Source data
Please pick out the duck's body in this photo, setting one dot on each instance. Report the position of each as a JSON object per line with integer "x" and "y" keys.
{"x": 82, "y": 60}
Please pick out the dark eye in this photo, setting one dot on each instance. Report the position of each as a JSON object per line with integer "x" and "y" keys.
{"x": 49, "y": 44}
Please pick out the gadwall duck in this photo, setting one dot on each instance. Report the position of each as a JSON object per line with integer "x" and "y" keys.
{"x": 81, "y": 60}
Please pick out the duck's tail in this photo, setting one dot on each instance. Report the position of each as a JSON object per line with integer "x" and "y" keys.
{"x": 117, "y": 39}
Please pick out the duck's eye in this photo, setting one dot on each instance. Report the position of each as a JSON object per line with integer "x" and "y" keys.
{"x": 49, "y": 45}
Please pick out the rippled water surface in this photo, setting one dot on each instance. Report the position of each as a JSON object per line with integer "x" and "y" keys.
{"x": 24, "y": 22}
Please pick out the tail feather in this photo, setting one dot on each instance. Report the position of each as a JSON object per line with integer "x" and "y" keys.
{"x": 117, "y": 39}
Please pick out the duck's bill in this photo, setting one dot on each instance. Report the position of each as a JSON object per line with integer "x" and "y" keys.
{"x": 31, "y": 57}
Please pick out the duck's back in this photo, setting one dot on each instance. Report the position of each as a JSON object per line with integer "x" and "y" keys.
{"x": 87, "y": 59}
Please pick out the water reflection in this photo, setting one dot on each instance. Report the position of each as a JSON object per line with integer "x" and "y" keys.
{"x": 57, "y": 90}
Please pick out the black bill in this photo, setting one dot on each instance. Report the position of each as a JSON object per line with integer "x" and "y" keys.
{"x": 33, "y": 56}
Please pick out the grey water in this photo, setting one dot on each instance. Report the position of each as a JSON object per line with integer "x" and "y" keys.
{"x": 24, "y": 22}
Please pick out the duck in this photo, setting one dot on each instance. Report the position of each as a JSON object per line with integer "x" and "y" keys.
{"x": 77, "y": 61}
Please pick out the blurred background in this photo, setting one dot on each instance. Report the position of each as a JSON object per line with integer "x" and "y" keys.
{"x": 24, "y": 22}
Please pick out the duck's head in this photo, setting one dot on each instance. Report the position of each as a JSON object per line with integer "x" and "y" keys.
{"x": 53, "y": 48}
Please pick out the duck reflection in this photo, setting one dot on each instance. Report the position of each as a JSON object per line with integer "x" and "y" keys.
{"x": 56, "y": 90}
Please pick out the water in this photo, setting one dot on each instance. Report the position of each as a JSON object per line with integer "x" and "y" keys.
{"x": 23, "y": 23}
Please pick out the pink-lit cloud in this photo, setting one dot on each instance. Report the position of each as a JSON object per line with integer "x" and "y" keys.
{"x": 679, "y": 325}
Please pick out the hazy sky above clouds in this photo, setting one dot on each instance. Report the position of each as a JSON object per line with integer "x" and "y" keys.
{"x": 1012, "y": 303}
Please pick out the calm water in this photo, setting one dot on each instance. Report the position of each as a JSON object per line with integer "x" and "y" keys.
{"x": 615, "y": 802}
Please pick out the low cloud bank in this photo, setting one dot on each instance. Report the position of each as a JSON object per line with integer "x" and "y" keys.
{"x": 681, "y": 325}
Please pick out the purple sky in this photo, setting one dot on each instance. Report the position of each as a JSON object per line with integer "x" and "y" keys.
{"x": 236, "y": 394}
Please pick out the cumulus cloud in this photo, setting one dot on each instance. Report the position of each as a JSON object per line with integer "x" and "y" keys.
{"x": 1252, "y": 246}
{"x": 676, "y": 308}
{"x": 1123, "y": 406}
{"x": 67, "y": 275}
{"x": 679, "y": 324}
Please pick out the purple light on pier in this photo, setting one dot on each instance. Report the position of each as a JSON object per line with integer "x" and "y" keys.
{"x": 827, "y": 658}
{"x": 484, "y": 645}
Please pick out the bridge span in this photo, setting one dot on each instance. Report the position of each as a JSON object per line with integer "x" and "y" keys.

Activity:
Give all the entries again exactly; leave none out.

Exercise answer:
Please pick out the duck's body in this photo, setting one dot on each instance. Report the position of each as a JSON object per line with integer "x" and "y" keys.
{"x": 82, "y": 60}
Please pick out the dark eye in this photo, setting one dot on each instance. Report the position of each as a JSON object per line with integer "x" and "y" keys.
{"x": 49, "y": 44}
Please pick out the gadwall duck in this photo, setting one dot on each instance. Report the position of each as a JSON object per line with integer "x" and "y" keys.
{"x": 81, "y": 60}
Please pick out the duck's tail in this photo, setting one dot on each instance. Report the position of each as a JSON object per line with integer "x" and "y" keys.
{"x": 117, "y": 39}
Please pick out the duck's eye in this photo, setting one dot on each instance. Report the position of each as a JSON object per line with integer "x" and "y" keys.
{"x": 49, "y": 45}
Please pick out the rippled water surface in this photo, setting one dot on each instance. Report the position of each as a JSON object per line with integer "x" and "y" keys.
{"x": 24, "y": 22}
Please pick out the tail feather in this photo, setting one dot on each instance. Report the position of each as a JSON object per line with integer "x" and "y" keys.
{"x": 117, "y": 39}
Please pick out the duck's bill in this photo, setting one dot on each instance. Report the position of each as a JSON object per line with integer "x" and "y" keys.
{"x": 31, "y": 57}
Please pick out the duck's back in this photo, setting one dot on each instance. Report the position of each as a JSON object per line with integer "x" and "y" keys.
{"x": 87, "y": 59}
Please pick out the water reflection in this photo, setting one dot on each instance. Report the position of each as a JSON object per line with integer "x" and "y" keys.
{"x": 57, "y": 90}
Please pick out the black bill in this photo, setting one dot on each instance. Report the position of each as a JSON object per line with integer "x" and "y" keys.
{"x": 33, "y": 56}
Please pick out the grey water in this photo, setting one dot on each instance. Report the position of each as a JSON object per line with integer "x" and "y" keys.
{"x": 24, "y": 22}
Please pick out the duck in this photo, setting one dot on each instance. Report the position of each as a JSON object per line with integer "x" and "y" keys.
{"x": 77, "y": 61}
Please pick out the blurred background in this photo, setting one dot on each instance. Report the position of each as a JSON object per line with integer "x" and "y" keys.
{"x": 24, "y": 22}
Please pick out the duck's head in this photo, setting one dot on each instance. Report the position of each as a JSON object per line with integer "x" and "y" keys.
{"x": 53, "y": 48}
Please pick out the duck reflection in this photo, setting one dot on each instance. Report the position of each as a JSON object per line with integer "x" and "y" keys.
{"x": 56, "y": 90}
Please pick out the water in this photo, setting one dot on each instance. Report the position of each as a JSON object per line with integer "x" and "y" keys.
{"x": 23, "y": 23}
Please pick out the pink-lit cloud in this photo, setting one dot on each instance. Report the position of each as a JSON object per line with integer "x" and "y" keys.
{"x": 679, "y": 325}
Please pick out the hazy sky above clouds in this photo, setting one dot on each instance. Report the position of each as a JSON object per line with integer "x" and "y" keys.
{"x": 1012, "y": 303}
Please pick out the calm water in this photo, setting one dot on each instance. Report the position of each as a JSON object per line with integer "x" and "y" keys.
{"x": 615, "y": 802}
Please pick out the low cloud bank in this photo, setting one dot on each instance. Report the position of each as a JSON object per line with integer "x" and "y" keys.
{"x": 681, "y": 325}
Please pick out the purple sky in this photo, setting one dot on each instance. Report the position of each as a JSON object per line with integer "x" and "y" keys.
{"x": 236, "y": 394}
Please pick out the cumulus cloud in this photo, setting one dot on each instance. Report the position of each as a JSON object per line with integer "x" and "y" keys.
{"x": 1252, "y": 246}
{"x": 676, "y": 308}
{"x": 1123, "y": 406}
{"x": 67, "y": 275}
{"x": 679, "y": 324}
Please pick out the purple light on pier in this photo, setting one dot on each instance. Report the position of each as a JSON object per line with integer "x" and "y" keys.
{"x": 827, "y": 658}
{"x": 484, "y": 645}
Please pick out the bridge span in this photo, setting one dot on each instance. Report the position of each as a JSON object per line with integer "x" and "y" keys.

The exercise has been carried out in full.